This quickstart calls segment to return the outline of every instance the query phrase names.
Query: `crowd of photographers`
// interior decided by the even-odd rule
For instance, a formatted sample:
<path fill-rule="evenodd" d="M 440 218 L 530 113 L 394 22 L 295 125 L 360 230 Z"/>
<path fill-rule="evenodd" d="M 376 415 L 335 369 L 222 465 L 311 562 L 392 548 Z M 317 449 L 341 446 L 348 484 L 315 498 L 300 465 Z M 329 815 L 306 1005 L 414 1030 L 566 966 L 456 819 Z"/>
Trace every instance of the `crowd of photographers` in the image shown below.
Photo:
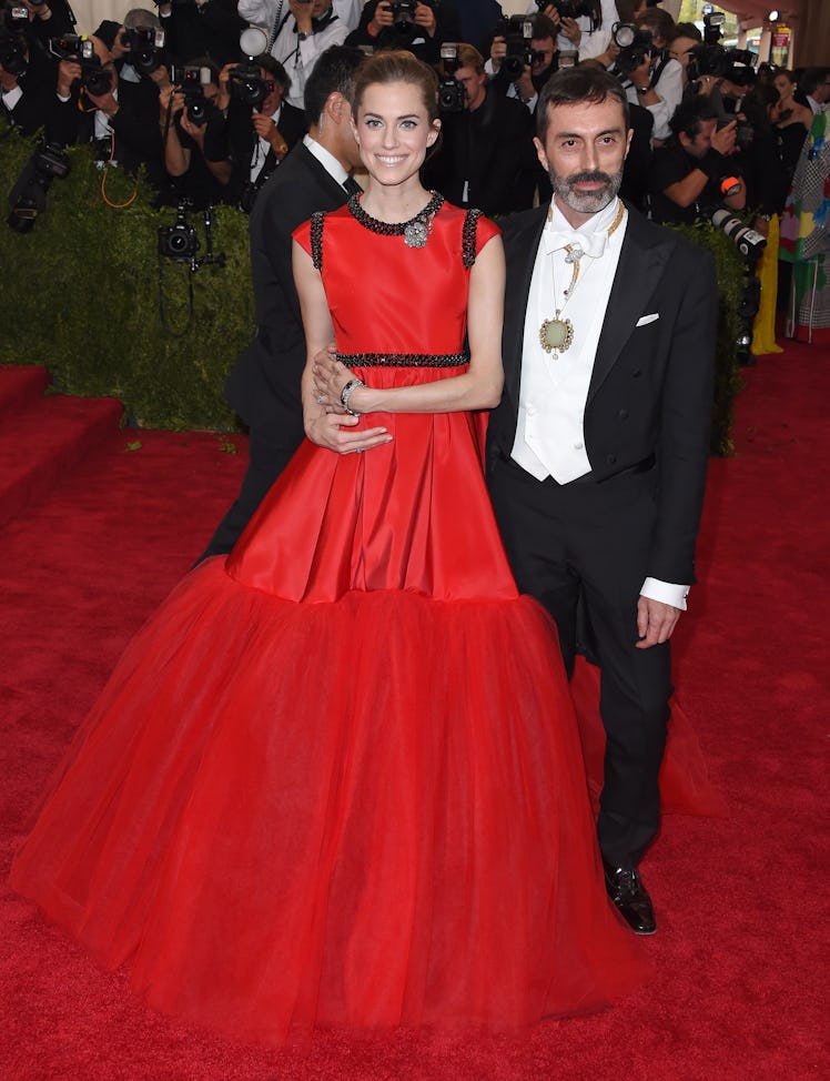
<path fill-rule="evenodd" d="M 0 102 L 47 154 L 79 141 L 103 165 L 146 170 L 160 203 L 250 211 L 306 131 L 303 89 L 333 44 L 407 48 L 441 75 L 443 137 L 425 180 L 452 202 L 505 214 L 549 198 L 533 135 L 557 68 L 603 64 L 626 87 L 634 138 L 622 193 L 659 222 L 783 206 L 827 68 L 792 73 L 676 24 L 651 0 L 530 0 L 478 48 L 455 0 L 156 0 L 78 36 L 67 0 L 2 0 Z M 477 17 L 498 4 L 484 2 Z M 47 170 L 48 171 L 48 170 Z M 55 164 L 54 174 L 60 174 Z M 37 208 L 36 208 L 37 210 Z M 13 215 L 12 215 L 13 216 Z M 21 221 L 24 221 L 21 219 Z"/>

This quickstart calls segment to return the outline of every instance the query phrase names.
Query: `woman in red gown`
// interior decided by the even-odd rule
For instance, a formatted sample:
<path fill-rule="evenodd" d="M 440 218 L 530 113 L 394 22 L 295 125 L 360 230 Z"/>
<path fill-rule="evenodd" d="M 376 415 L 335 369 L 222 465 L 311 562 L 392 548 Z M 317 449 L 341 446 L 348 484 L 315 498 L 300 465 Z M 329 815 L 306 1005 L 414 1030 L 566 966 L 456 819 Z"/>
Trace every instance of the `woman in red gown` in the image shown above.
<path fill-rule="evenodd" d="M 345 362 L 304 375 L 315 442 L 128 648 L 12 869 L 151 1006 L 236 1038 L 510 1029 L 642 976 L 484 485 L 504 263 L 421 186 L 435 101 L 405 53 L 358 77 L 371 186 L 295 245 L 310 356 Z M 368 420 L 331 412 L 354 378 Z"/>

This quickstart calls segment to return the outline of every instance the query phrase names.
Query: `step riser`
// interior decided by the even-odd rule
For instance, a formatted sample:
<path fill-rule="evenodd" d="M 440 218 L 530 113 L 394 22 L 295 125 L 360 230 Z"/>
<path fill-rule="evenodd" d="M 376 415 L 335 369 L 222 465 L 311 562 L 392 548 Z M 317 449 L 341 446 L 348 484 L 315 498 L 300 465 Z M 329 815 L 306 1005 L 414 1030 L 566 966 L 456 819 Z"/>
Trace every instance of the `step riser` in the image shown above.
<path fill-rule="evenodd" d="M 43 395 L 44 368 L 0 366 L 0 528 L 119 438 L 114 398 Z"/>

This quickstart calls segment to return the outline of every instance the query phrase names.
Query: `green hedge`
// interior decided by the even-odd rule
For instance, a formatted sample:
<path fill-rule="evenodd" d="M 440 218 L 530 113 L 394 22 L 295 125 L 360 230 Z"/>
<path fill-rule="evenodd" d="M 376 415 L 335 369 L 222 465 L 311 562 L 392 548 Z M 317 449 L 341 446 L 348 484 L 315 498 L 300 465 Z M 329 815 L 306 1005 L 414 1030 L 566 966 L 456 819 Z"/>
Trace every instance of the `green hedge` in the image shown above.
<path fill-rule="evenodd" d="M 0 140 L 3 200 L 31 156 L 34 141 Z M 120 398 L 129 417 L 146 427 L 229 431 L 236 424 L 222 387 L 254 330 L 247 251 L 247 218 L 220 206 L 214 250 L 224 269 L 186 265 L 158 255 L 158 226 L 171 224 L 172 208 L 154 210 L 140 181 L 129 206 L 104 202 L 102 173 L 90 147 L 69 150 L 72 168 L 53 180 L 45 213 L 30 233 L 0 224 L 0 362 L 44 364 L 59 391 Z M 124 203 L 135 181 L 117 169 L 107 174 L 110 203 Z M 191 214 L 204 243 L 201 215 Z M 709 247 L 718 263 L 721 313 L 712 452 L 728 454 L 735 397 L 740 386 L 735 341 L 741 261 L 735 246 L 710 226 L 684 230 Z M 200 250 L 203 254 L 203 250 Z M 194 317 L 182 336 L 162 325 L 162 283 L 169 326 L 188 319 L 192 277 Z"/>
<path fill-rule="evenodd" d="M 3 199 L 29 160 L 30 140 L 0 143 Z M 90 147 L 69 150 L 71 171 L 47 193 L 45 213 L 30 233 L 0 224 L 3 287 L 0 361 L 44 364 L 67 394 L 113 395 L 146 427 L 229 430 L 235 424 L 222 386 L 236 354 L 251 341 L 254 306 L 247 252 L 247 218 L 230 206 L 215 212 L 214 251 L 227 264 L 203 266 L 160 260 L 158 226 L 175 210 L 154 210 L 143 182 L 129 206 L 107 205 L 102 172 Z M 124 203 L 136 189 L 132 176 L 111 169 L 107 199 Z M 201 214 L 192 213 L 203 254 Z M 193 322 L 188 319 L 189 279 Z"/>

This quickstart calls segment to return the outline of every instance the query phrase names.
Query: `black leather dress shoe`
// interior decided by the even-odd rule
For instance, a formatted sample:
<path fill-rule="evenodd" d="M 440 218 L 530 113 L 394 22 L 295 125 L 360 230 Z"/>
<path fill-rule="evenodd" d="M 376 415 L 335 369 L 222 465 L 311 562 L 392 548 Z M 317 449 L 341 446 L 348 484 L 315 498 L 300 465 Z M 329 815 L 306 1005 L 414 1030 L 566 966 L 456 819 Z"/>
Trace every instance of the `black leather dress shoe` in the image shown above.
<path fill-rule="evenodd" d="M 657 930 L 651 898 L 640 872 L 627 867 L 611 867 L 603 860 L 605 888 L 635 934 L 654 934 Z"/>

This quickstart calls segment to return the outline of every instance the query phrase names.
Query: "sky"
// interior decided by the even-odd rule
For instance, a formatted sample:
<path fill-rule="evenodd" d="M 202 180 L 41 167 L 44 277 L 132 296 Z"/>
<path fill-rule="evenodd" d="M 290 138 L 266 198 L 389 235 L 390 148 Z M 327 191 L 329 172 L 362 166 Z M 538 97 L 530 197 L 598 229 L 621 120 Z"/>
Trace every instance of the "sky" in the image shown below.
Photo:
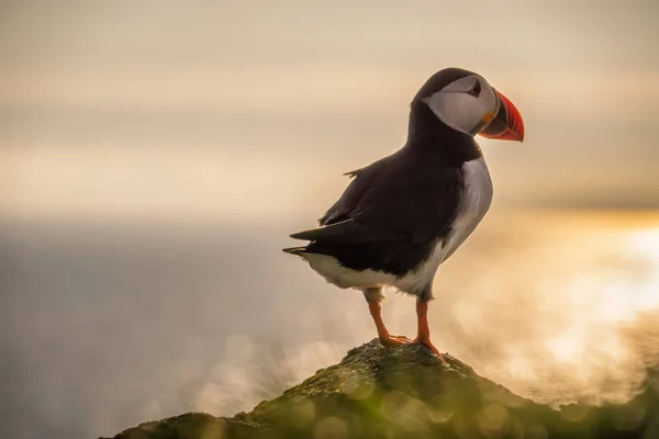
<path fill-rule="evenodd" d="M 654 1 L 1 1 L 0 212 L 317 214 L 459 66 L 523 145 L 481 139 L 506 206 L 659 207 Z M 272 212 L 276 212 L 272 214 Z"/>

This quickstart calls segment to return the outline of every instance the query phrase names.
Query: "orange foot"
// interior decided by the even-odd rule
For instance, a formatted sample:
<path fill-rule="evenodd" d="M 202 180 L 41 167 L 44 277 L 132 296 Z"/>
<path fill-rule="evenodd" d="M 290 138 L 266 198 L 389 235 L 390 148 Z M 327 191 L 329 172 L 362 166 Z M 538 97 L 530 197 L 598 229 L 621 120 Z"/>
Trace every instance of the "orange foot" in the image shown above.
<path fill-rule="evenodd" d="M 433 352 L 435 352 L 435 354 L 436 354 L 437 357 L 439 357 L 439 360 L 442 360 L 442 362 L 443 362 L 445 365 L 448 365 L 448 363 L 446 362 L 446 359 L 444 358 L 444 356 L 443 356 L 442 353 L 439 353 L 439 349 L 437 349 L 437 348 L 435 347 L 435 345 L 433 345 L 433 344 L 431 342 L 431 339 L 429 339 L 429 338 L 425 338 L 425 339 L 423 339 L 423 340 L 422 340 L 422 339 L 420 339 L 418 337 L 416 337 L 416 338 L 414 339 L 414 341 L 413 341 L 413 342 L 417 342 L 417 344 L 421 344 L 421 345 L 425 346 L 426 348 L 428 348 L 429 350 L 432 350 Z"/>
<path fill-rule="evenodd" d="M 393 347 L 393 346 L 411 344 L 412 340 L 410 340 L 405 336 L 386 336 L 386 337 L 380 337 L 380 342 L 382 344 L 382 346 Z"/>

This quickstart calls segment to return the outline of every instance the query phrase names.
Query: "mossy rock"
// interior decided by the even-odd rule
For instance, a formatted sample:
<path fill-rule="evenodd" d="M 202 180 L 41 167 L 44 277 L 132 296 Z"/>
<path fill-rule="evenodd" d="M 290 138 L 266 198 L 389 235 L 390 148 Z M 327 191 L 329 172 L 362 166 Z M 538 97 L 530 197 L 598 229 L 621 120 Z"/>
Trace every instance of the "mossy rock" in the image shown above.
<path fill-rule="evenodd" d="M 372 340 L 340 363 L 233 418 L 186 414 L 115 439 L 466 438 L 659 439 L 659 376 L 623 405 L 554 409 L 420 345 Z"/>

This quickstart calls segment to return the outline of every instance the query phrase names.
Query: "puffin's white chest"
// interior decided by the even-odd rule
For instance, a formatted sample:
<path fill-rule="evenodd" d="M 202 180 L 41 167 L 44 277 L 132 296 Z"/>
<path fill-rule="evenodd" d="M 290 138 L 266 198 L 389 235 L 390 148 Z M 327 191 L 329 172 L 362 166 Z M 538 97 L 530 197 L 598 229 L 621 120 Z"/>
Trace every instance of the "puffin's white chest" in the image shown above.
<path fill-rule="evenodd" d="M 312 254 L 306 255 L 305 258 L 316 272 L 339 288 L 367 289 L 392 285 L 411 294 L 426 293 L 442 262 L 450 257 L 476 229 L 492 202 L 492 180 L 482 157 L 462 165 L 462 176 L 463 187 L 451 232 L 445 239 L 437 240 L 429 258 L 416 270 L 396 278 L 382 271 L 351 270 L 326 255 Z"/>
<path fill-rule="evenodd" d="M 480 157 L 462 165 L 463 187 L 450 234 L 435 244 L 431 257 L 416 271 L 396 281 L 402 291 L 417 293 L 432 285 L 437 269 L 471 235 L 492 202 L 493 188 L 485 160 Z"/>

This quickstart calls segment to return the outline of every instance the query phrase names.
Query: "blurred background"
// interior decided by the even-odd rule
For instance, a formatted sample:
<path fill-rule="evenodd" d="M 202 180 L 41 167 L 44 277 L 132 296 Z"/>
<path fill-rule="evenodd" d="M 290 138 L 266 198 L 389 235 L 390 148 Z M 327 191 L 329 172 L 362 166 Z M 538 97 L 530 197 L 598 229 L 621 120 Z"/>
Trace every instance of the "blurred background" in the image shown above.
<path fill-rule="evenodd" d="M 376 336 L 281 254 L 459 66 L 511 98 L 490 214 L 435 282 L 440 350 L 523 396 L 659 363 L 650 0 L 0 1 L 3 437 L 233 415 Z M 477 266 L 474 271 L 472 267 Z M 413 300 L 389 294 L 392 333 Z"/>

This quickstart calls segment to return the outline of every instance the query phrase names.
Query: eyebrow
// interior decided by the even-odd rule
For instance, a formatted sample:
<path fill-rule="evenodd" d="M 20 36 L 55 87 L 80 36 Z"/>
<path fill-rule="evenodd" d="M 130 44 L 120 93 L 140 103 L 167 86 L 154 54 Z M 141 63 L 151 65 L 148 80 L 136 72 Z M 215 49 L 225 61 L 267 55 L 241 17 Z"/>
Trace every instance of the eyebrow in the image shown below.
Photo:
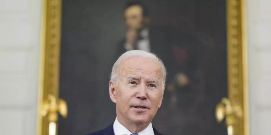
<path fill-rule="evenodd" d="M 151 83 L 157 82 L 158 83 L 159 81 L 157 79 L 151 79 L 149 80 L 147 80 L 146 81 L 146 82 L 148 83 L 150 83 L 150 82 L 151 82 Z"/>
<path fill-rule="evenodd" d="M 140 78 L 140 77 L 135 75 L 131 75 L 127 77 L 127 79 L 134 79 L 135 80 L 138 80 Z"/>

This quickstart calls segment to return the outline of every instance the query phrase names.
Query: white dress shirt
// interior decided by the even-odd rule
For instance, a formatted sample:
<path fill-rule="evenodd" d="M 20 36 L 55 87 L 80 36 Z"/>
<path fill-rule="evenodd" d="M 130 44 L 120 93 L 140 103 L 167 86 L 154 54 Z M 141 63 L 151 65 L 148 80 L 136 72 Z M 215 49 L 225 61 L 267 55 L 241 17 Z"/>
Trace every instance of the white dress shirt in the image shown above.
<path fill-rule="evenodd" d="M 117 118 L 113 124 L 113 129 L 115 135 L 130 135 L 132 133 L 127 129 L 118 121 Z M 151 122 L 141 132 L 137 133 L 138 135 L 154 135 Z"/>
<path fill-rule="evenodd" d="M 142 39 L 138 40 L 135 45 L 137 46 L 138 50 L 145 52 L 151 52 L 151 46 L 150 44 L 150 39 L 149 37 L 149 30 L 144 28 L 139 33 Z M 132 45 L 126 43 L 124 44 L 124 48 L 127 51 L 134 49 Z"/>

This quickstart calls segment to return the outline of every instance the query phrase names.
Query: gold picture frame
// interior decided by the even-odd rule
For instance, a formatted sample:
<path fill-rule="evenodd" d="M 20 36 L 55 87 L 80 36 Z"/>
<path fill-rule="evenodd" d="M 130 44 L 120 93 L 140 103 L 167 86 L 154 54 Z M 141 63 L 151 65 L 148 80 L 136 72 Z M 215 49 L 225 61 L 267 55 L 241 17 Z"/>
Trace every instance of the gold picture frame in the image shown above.
<path fill-rule="evenodd" d="M 248 135 L 246 6 L 245 0 L 225 0 L 228 98 L 233 111 L 230 116 L 224 114 L 227 125 L 232 129 L 232 132 L 230 133 Z M 37 114 L 38 135 L 48 134 L 50 122 L 48 117 L 51 116 L 45 116 L 42 114 L 43 109 L 44 101 L 48 95 L 56 97 L 58 100 L 60 53 L 62 2 L 61 0 L 43 1 Z M 222 110 L 224 111 L 224 109 Z M 57 126 L 56 127 L 57 130 Z"/>

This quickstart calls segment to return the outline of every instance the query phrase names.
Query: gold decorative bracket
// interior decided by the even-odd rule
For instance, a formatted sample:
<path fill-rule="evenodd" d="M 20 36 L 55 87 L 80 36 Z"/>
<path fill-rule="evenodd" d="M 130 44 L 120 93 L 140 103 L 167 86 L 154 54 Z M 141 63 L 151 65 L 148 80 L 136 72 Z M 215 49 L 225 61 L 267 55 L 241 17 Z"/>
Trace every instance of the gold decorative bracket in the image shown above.
<path fill-rule="evenodd" d="M 226 0 L 228 99 L 216 108 L 221 122 L 226 117 L 229 135 L 248 135 L 247 39 L 245 0 Z"/>
<path fill-rule="evenodd" d="M 63 117 L 66 118 L 67 115 L 67 103 L 62 99 L 57 101 L 55 96 L 48 95 L 48 98 L 43 101 L 42 107 L 42 116 L 43 117 L 48 116 L 48 120 L 50 122 L 56 122 L 58 119 L 58 112 Z"/>
<path fill-rule="evenodd" d="M 64 100 L 59 99 L 58 101 L 55 97 L 49 94 L 47 98 L 44 99 L 42 106 L 41 115 L 47 116 L 49 122 L 48 134 L 56 134 L 58 112 L 64 118 L 67 117 L 67 103 Z"/>

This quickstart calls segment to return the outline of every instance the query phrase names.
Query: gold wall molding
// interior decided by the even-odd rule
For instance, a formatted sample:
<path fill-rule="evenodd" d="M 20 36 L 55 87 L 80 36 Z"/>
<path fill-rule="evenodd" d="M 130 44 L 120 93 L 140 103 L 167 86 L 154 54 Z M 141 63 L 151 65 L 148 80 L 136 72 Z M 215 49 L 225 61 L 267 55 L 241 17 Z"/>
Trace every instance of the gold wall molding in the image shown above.
<path fill-rule="evenodd" d="M 233 122 L 231 122 L 234 123 L 231 127 L 235 135 L 248 135 L 245 5 L 245 0 L 225 0 L 228 98 L 233 110 L 231 117 L 233 118 Z M 38 135 L 48 134 L 49 122 L 42 116 L 42 108 L 48 95 L 58 97 L 60 63 L 62 2 L 43 0 L 43 2 L 37 115 Z"/>
<path fill-rule="evenodd" d="M 48 134 L 49 122 L 42 116 L 48 95 L 58 97 L 61 1 L 43 0 L 39 65 L 37 134 Z"/>
<path fill-rule="evenodd" d="M 245 2 L 226 2 L 228 98 L 233 112 L 226 122 L 232 122 L 235 135 L 249 134 Z"/>

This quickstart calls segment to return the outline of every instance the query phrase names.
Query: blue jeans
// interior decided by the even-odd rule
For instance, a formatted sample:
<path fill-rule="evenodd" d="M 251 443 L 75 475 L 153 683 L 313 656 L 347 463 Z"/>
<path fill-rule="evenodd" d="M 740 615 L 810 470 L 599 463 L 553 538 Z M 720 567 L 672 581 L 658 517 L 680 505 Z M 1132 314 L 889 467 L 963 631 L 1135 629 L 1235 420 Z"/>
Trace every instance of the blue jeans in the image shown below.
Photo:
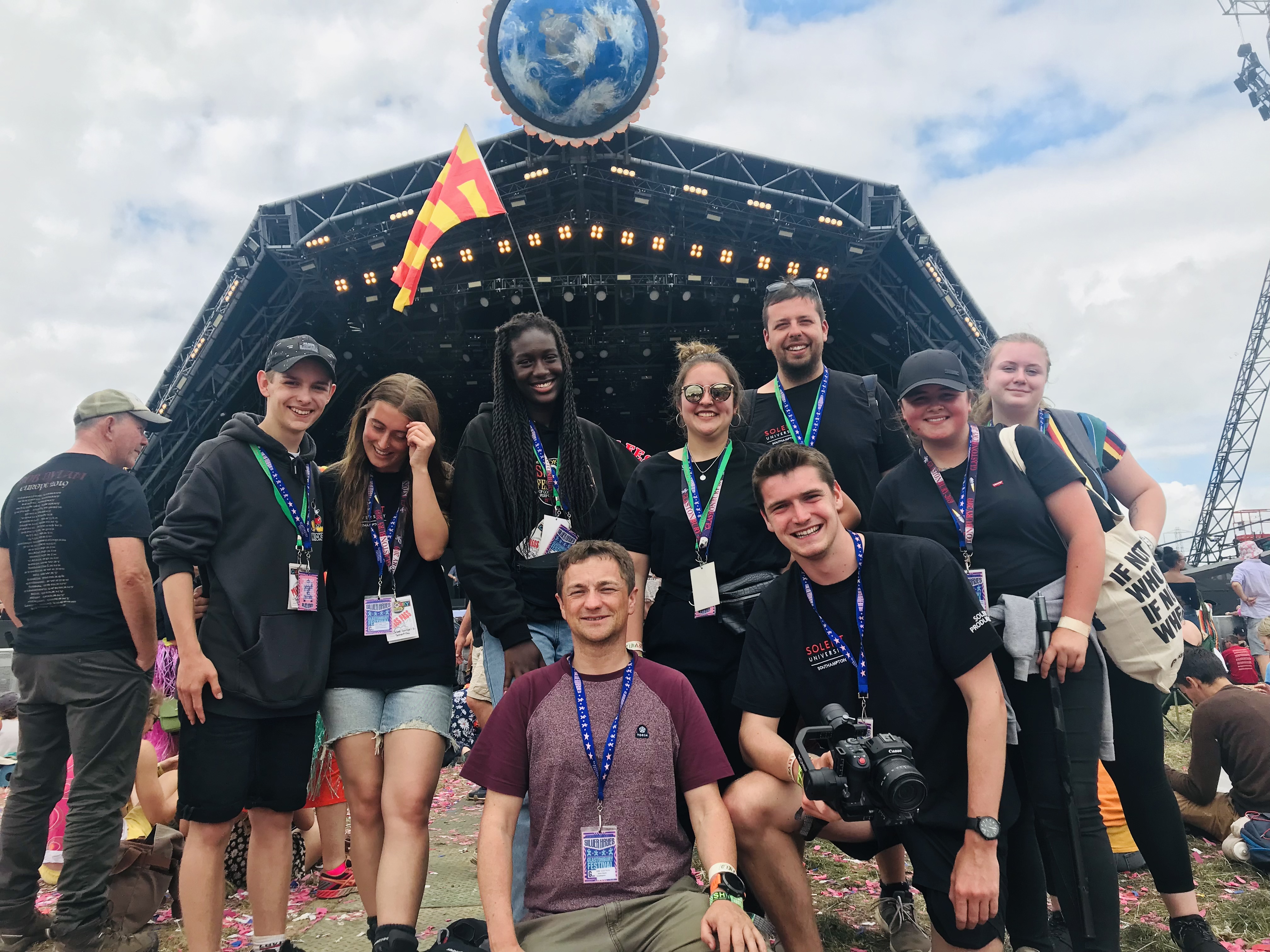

________________________

## WHAT THE TASK ASKS:
How many lines of the listing above contain the string "puffin"? Reply with the number only.

## OUTPUT FOR THIS EXERCISE:
2